La casa es sencilla, acogedora. Acuarelas en rojo y azul nos
abren paso al dormitorio que, como suele ser habitual, está al fondo a la izquierda o a
la derecha. Huele a pan con tomate y a fruta, el marido de Lola se disponía a
desayunar cuando hemos llamado a la puerta. Tras unas breves frases susurradas
sobre el mantel de la mesa de la cocina, nos adentramos pasillo adelante.
Entramos
despacio, tranquilas - la cama ubicada fuera de su lugar para hacerla más práctica-,
y tras el primer paso nos invade un dolor espeso y una profunda pena. Lola abre
los ojos y apenas nos mira, su vista recorre la habitación, a su marido, a su
hija y al pequeño perro que se adapta a la forma de su cuerpo, sobre la colcha.
Nos cuentan que él se jubiló en febrero y su hija se casó en
abril y está embarazada. Lola tiene 57 años y apenas ha visitado al médico un
par de veces en su vida. Una vida sana, remarca
su marido.
Hace apenas 20 días fue diagnosticada de una neoplasia de páncreas
en estadio avanzado, tras una visita casual a urgencias a causa de una
tromboflebitis. Todavía estuporosa, no sale de su asombro, “Si hace un mes yo estaba tan bien, mi vida era normal... Ahora tengo una
losa sobre mi cabeza que ocupa todo mi pensamiento. Todo lo demás se ha ido
difuminando, ha desaparecido. No puedo pensar en nada más”, dice sin
mirarnos mientras las lágrimas recorren su preciosa cara. “Por qué a mí?, pregunta a alguien o a algo, no a nosotras. El
silencio se pasea por la habitación, no tenemos respuesta. No es queja, ni
lamento. Es la vida y la muerte caminando al unísono. Habla despacio, con calma
contenida. “No se han equivocado, cada
día estoy peor. Pero no puede ser, no puede estar pasando, no puedo ni imaginármelo
siquiera… Es una pesadilla de la que no consigo despertar”. Las lágrimas continúan su camino, el perro se acurruca cada vez más junto
a ella y un dolor hondo nos traspasa la ropa, empapa nuestra piel llegando
hasta el alma, como la niebla que nos ha acompañado durante todo el viaje hasta
su casa.
Nos acabamos de conocer, es la primera visita. Nada sirve,
solo estar, escuchar, acompañar, acariciar, mirar... Yo no me atrevo a decir nada
que entorpezca el desahogo, la rabia, la expresión de su dolor. Sólo el
silencio nos corteja.
Su esposo y su hija asisten mudos en un segundo plano,
elegido por ellos.
No soy consciente del tiempo que permanecemos allí. La vida se ha detenido. Pero creo que es una de las visitas más dolorosas que recuerdo.

· · · · ·

[Tarea 1]
Transcriba literalmente el pasaje del relato que va desde "Nos acabamos de" hasta "silencio nos corteja.".
[Tarea 2]
Enumere las acciones que, según el relato, son lo único que sirve durante esta primera visita.

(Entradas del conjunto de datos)

· · · · ·

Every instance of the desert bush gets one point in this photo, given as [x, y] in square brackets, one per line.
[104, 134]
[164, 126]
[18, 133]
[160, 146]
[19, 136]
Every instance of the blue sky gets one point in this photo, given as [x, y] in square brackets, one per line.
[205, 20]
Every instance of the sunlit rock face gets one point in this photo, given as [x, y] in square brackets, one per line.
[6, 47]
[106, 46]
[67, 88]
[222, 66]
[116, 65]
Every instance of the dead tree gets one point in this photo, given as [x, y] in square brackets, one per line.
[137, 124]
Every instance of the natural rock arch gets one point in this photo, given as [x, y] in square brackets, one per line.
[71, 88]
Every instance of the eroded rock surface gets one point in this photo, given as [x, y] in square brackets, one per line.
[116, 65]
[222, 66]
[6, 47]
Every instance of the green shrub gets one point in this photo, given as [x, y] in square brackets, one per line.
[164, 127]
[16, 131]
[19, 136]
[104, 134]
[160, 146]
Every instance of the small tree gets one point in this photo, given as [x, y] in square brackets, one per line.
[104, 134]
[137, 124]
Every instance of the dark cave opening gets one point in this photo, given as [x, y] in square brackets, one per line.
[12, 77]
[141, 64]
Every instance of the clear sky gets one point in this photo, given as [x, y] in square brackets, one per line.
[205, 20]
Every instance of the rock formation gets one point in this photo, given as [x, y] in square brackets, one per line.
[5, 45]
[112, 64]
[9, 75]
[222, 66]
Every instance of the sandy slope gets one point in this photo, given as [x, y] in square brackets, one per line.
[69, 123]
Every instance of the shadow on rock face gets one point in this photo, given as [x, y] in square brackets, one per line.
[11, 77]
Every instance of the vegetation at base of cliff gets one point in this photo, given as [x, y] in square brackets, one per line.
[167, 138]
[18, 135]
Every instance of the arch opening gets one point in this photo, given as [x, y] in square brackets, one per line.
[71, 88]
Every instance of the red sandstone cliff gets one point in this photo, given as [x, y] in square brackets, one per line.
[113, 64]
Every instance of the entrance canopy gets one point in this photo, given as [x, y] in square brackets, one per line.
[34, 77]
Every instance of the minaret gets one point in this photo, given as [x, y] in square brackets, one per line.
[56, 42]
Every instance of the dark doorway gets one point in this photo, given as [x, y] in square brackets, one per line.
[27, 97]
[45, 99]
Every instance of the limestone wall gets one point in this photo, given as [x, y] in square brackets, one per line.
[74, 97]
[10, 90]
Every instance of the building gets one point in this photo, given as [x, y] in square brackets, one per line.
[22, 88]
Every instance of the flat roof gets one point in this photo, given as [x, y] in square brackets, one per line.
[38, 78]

· · · · ·

[Respuesta 1]
Nos acabamos de conocer, es la primera visita. Nada sirve,
solo estar, escuchar, acompañar, acariciar, mirar... Yo no me atrevo a decir nada
que entorpezca el desahogo, la rabia, la expresión de su dolor. Sólo el
silencio nos corteja.

[Respuesta 2]
estar, escuchar, acompañar, acariciar, mirar